_ЧТО СДЕЛАТЬ_
A. Какие области и регионы России называет текст о будущем России? Перечислите все.
B. Согласуются ли с текстом о будущем России следующие утверждения? Для каждого ответьте «да» или «нет» и приведите дословно слова текста, которые это решают.
(i) По словам говорящего, русские и русскоязычные составляют в России 80 процентов.
(ii) Говорящий считает, что различия между территориями лежат прежде всего в языке.
(iii) Говорящий сам бывал в Сибири.

_ИСХОДНЫЙ ТЕКСТ_
Корр.: Да. Но здесь у меня возникает проблема. Может быть, это то, с чем я никаким образом не могу сам себе решить эту проблему, я не умею. Я хочу верить во все то, что вы сказали…
МГ: Посмотрите дальше! А что происходит внутри России? Ну, перескочим немножко, да? ладно? а потом вернемся к главной мысли. Что происходит сейчас внутри России? Ну, национальные формирования — их же немного, ведь в России 80 процентов русских, русскоязычных, но они подняли высоко планку суверенности, правда? Вы не можете не считаться с Татарией или с Якутией, не можете не считаться! Разве вы можете не считаться с Татарией или с Якутией? А как остальные? Остальные тоже хотят выровняться — по Татарии или по Якутии. И разве не естественен будет процесс, когда эта Россия будет представлять из себя Мир в единых, так сказать, провинциях; единое геополитическое и еще в большей степени — культурное, человеческое пространство, которое будет состоять не только из нерусских стран, но и из русских стран! Вы думаете, что? Дальний Восток или Сибирь?.. Вот я был в Сибири и своими глазами когда увидел Сибирь, я понял как… это ведь различие не в языке, но эти различия — цивилизационные. Они очень глубокие, и эти территории вырастут в страны и распадутся; это будет новая интеграция; это будет Мир, состоящий из стран. Почему нет?

_ПРИЛОЖЕННЫЕ ЗАПИСИ_
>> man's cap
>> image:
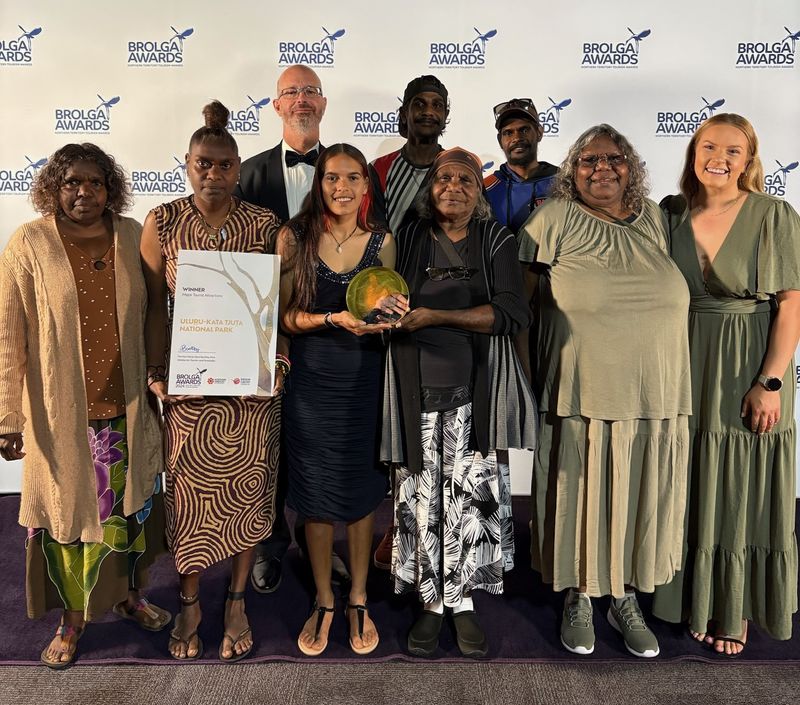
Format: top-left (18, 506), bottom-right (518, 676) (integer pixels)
top-left (403, 74), bottom-right (447, 107)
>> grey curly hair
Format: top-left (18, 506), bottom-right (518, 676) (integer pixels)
top-left (550, 123), bottom-right (650, 213)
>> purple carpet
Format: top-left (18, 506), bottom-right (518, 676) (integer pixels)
top-left (0, 496), bottom-right (800, 665)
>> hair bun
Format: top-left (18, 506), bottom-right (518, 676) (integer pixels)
top-left (203, 100), bottom-right (231, 130)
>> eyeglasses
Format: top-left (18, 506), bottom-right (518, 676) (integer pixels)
top-left (278, 86), bottom-right (322, 100)
top-left (492, 98), bottom-right (535, 118)
top-left (425, 267), bottom-right (478, 282)
top-left (578, 154), bottom-right (628, 169)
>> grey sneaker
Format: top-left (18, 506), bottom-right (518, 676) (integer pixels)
top-left (561, 590), bottom-right (594, 655)
top-left (608, 595), bottom-right (659, 658)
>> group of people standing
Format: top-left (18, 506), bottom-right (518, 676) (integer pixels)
top-left (0, 66), bottom-right (800, 668)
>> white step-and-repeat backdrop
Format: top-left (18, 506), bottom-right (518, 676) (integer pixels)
top-left (0, 0), bottom-right (800, 494)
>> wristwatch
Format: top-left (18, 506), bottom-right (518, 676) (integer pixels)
top-left (758, 375), bottom-right (783, 392)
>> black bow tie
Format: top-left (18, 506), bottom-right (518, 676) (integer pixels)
top-left (284, 149), bottom-right (319, 168)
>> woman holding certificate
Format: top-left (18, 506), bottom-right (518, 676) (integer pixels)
top-left (277, 144), bottom-right (407, 656)
top-left (142, 101), bottom-right (288, 661)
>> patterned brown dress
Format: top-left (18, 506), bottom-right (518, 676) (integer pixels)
top-left (152, 198), bottom-right (281, 574)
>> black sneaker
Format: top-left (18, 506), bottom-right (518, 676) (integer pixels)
top-left (255, 556), bottom-right (283, 594)
top-left (453, 610), bottom-right (489, 658)
top-left (408, 610), bottom-right (444, 658)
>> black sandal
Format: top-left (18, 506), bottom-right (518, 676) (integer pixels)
top-left (219, 588), bottom-right (253, 663)
top-left (297, 602), bottom-right (334, 656)
top-left (169, 591), bottom-right (203, 661)
top-left (344, 603), bottom-right (380, 656)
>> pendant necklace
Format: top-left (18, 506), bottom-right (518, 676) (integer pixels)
top-left (328, 223), bottom-right (358, 252)
top-left (189, 196), bottom-right (234, 247)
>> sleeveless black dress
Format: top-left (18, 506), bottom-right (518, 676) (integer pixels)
top-left (283, 232), bottom-right (388, 522)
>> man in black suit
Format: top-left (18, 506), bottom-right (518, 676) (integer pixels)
top-left (235, 65), bottom-right (328, 221)
top-left (234, 65), bottom-right (349, 593)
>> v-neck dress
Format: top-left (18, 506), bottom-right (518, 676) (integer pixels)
top-left (283, 232), bottom-right (388, 522)
top-left (521, 199), bottom-right (691, 597)
top-left (653, 193), bottom-right (800, 639)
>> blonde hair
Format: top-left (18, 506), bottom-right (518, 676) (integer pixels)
top-left (679, 113), bottom-right (764, 206)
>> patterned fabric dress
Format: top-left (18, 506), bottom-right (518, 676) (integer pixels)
top-left (25, 416), bottom-right (164, 622)
top-left (153, 198), bottom-right (280, 574)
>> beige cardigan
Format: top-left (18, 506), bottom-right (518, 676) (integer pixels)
top-left (0, 216), bottom-right (163, 543)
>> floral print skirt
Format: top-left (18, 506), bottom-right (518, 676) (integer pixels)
top-left (25, 416), bottom-right (166, 621)
top-left (391, 403), bottom-right (514, 607)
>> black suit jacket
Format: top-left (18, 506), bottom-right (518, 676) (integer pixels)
top-left (233, 143), bottom-right (324, 222)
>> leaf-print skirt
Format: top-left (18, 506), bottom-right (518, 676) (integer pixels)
top-left (25, 416), bottom-right (166, 621)
top-left (392, 403), bottom-right (514, 607)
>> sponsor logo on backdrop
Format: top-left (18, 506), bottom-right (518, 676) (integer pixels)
top-left (353, 98), bottom-right (403, 137)
top-left (428, 27), bottom-right (497, 69)
top-left (764, 159), bottom-right (800, 198)
top-left (581, 27), bottom-right (652, 69)
top-left (131, 155), bottom-right (186, 196)
top-left (539, 96), bottom-right (572, 137)
top-left (228, 95), bottom-right (270, 135)
top-left (736, 27), bottom-right (800, 69)
top-left (278, 27), bottom-right (345, 68)
top-left (127, 25), bottom-right (194, 66)
top-left (656, 96), bottom-right (725, 137)
top-left (0, 24), bottom-right (42, 66)
top-left (0, 155), bottom-right (47, 196)
top-left (55, 93), bottom-right (120, 135)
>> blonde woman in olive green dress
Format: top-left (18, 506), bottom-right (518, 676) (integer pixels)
top-left (653, 114), bottom-right (800, 657)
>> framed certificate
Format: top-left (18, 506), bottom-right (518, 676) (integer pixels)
top-left (168, 250), bottom-right (280, 396)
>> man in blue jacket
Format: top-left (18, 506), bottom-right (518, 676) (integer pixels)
top-left (483, 98), bottom-right (558, 233)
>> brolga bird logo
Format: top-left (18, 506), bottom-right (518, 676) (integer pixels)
top-left (625, 27), bottom-right (651, 54)
top-left (95, 93), bottom-right (119, 115)
top-left (169, 25), bottom-right (194, 51)
top-left (247, 96), bottom-right (269, 115)
top-left (472, 27), bottom-right (497, 54)
top-left (322, 27), bottom-right (344, 54)
top-left (780, 26), bottom-right (800, 51)
top-left (25, 154), bottom-right (47, 173)
top-left (700, 96), bottom-right (725, 117)
top-left (772, 159), bottom-right (800, 184)
top-left (547, 96), bottom-right (572, 119)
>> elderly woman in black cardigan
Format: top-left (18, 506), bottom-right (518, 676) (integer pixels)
top-left (383, 148), bottom-right (535, 657)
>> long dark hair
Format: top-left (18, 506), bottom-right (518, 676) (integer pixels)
top-left (30, 142), bottom-right (132, 215)
top-left (287, 143), bottom-right (380, 311)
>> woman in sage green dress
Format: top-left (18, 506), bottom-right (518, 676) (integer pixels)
top-left (653, 114), bottom-right (800, 656)
top-left (519, 125), bottom-right (691, 658)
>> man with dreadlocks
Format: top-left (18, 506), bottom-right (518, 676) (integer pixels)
top-left (370, 75), bottom-right (450, 570)
top-left (370, 76), bottom-right (450, 235)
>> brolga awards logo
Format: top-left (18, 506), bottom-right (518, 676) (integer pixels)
top-left (656, 96), bottom-right (725, 137)
top-left (0, 24), bottom-right (42, 66)
top-left (428, 27), bottom-right (497, 69)
top-left (581, 27), bottom-right (652, 69)
top-left (278, 27), bottom-right (345, 68)
top-left (228, 95), bottom-right (270, 135)
top-left (764, 159), bottom-right (800, 198)
top-left (736, 26), bottom-right (800, 69)
top-left (353, 97), bottom-right (403, 137)
top-left (55, 93), bottom-right (120, 135)
top-left (127, 25), bottom-right (194, 66)
top-left (539, 96), bottom-right (572, 137)
top-left (0, 155), bottom-right (47, 196)
top-left (131, 155), bottom-right (186, 196)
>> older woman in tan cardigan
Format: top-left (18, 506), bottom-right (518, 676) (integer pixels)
top-left (0, 144), bottom-right (171, 668)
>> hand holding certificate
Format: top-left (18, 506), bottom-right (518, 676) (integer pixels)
top-left (169, 250), bottom-right (280, 396)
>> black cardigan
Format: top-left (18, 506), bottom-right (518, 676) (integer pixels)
top-left (391, 220), bottom-right (531, 472)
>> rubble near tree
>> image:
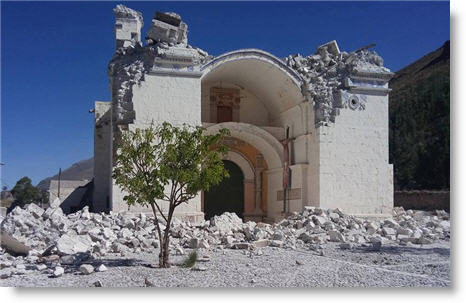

_ОТВЕТЫ ПО ЗАДАНИЯМ_
A. Татария, Якутия, Дальний Восток, Сибирь.

B.
(i) Да: «ведь в России 80 процентов русских, русскоязычных».
(ii) Нет: «это ведь различие не в языке, но эти различия — цивилизационные».
(iii) Да: «Вот я был в Сибири».